[WRITTEN REQUEST]
Read the records and write them out again exactly.

····················

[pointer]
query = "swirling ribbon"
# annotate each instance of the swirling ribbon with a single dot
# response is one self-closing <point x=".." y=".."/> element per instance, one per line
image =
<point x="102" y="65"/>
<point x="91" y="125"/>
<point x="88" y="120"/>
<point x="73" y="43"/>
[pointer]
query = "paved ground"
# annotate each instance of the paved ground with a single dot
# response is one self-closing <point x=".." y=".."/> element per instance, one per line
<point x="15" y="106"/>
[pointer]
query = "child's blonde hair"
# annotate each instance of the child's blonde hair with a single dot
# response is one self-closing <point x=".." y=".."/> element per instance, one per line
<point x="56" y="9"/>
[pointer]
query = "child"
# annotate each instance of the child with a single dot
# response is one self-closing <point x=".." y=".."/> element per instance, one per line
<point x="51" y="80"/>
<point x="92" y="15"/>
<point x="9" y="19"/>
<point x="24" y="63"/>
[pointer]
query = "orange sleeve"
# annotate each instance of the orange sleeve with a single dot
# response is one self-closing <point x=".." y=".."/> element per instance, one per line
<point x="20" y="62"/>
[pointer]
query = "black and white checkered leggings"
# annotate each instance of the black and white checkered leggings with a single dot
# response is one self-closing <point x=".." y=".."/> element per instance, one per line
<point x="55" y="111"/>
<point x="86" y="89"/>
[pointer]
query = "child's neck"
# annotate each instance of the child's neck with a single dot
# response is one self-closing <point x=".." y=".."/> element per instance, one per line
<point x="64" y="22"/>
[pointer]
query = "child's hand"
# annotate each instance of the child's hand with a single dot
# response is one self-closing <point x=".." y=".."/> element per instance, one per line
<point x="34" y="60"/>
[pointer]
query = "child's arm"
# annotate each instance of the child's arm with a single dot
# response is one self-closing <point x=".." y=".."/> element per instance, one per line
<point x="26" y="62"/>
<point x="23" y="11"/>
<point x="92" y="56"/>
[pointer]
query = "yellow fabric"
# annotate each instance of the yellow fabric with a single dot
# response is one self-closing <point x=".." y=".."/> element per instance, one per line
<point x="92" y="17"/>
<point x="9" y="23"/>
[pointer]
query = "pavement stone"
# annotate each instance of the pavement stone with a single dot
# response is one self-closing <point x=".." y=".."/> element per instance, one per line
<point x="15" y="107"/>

····················

[THE COMPLETED TASK]
[pointer]
query = "swirling ribbon"
# annotate each instance of the swirling ribbon with a single dot
# response is one self-closing <point x=".." y=".."/> element per instance, one per line
image =
<point x="102" y="65"/>
<point x="91" y="125"/>
<point x="88" y="120"/>
<point x="73" y="43"/>
[pointer]
query = "paved ground"
# annotate each instance of the paved ground with a single dot
# response is one self-closing <point x=".." y=".."/> element per instance, one per line
<point x="15" y="106"/>
[pointer]
query = "child's blonde hair"
# annotate each instance of the child's blonde hair with a single dot
# response is one self-closing <point x=".." y=".."/> element per instance, one per line
<point x="56" y="9"/>
[pointer]
query = "child"
# annotate each instance of the child with a single dot
# response is one self-closing <point x=".." y=".."/> element per instance, one per line
<point x="51" y="80"/>
<point x="92" y="15"/>
<point x="9" y="19"/>
<point x="24" y="63"/>
[pointer]
query = "orange sleeve"
# annotate each instance of the orange sleeve with a single dot
# response is one self-closing <point x=".." y=".."/> element per instance, one per line
<point x="20" y="62"/>
[pointer]
query = "black and white checkered leggings"
# annotate each instance of the black and white checkered leggings with a single dot
# response is one self-closing <point x=".." y=".."/> element per instance, one per line
<point x="55" y="111"/>
<point x="86" y="89"/>
[pointer]
query = "child's neck"
# annotate each instance of the child's neck with a single dot
# response is one self-closing <point x=".." y=".."/> element per instance, one per line
<point x="64" y="22"/>
[pointer]
query = "child's hand"
# annotate each instance of the child's hand with a single dot
# response is one self-closing <point x=".." y=".."/> element per instance, one per line
<point x="34" y="60"/>
[pointer]
query = "child's arm"
# annotate each instance of the child's arm with a single dot
# response is one self-closing <point x=".." y=".."/> element per instance, one per line
<point x="26" y="62"/>
<point x="23" y="11"/>
<point x="92" y="56"/>
[pointer]
query = "yellow fabric"
# annotate each instance of the yellow fabric with a single dot
# response is one self-closing <point x=".." y=".."/> element per instance, one per line
<point x="92" y="17"/>
<point x="9" y="23"/>
[pointer]
query = "pavement stone"
# annotate each instance of the pavement stone with a single dot
# response is one self-closing <point x=".." y=".."/> element per instance, one per line
<point x="15" y="107"/>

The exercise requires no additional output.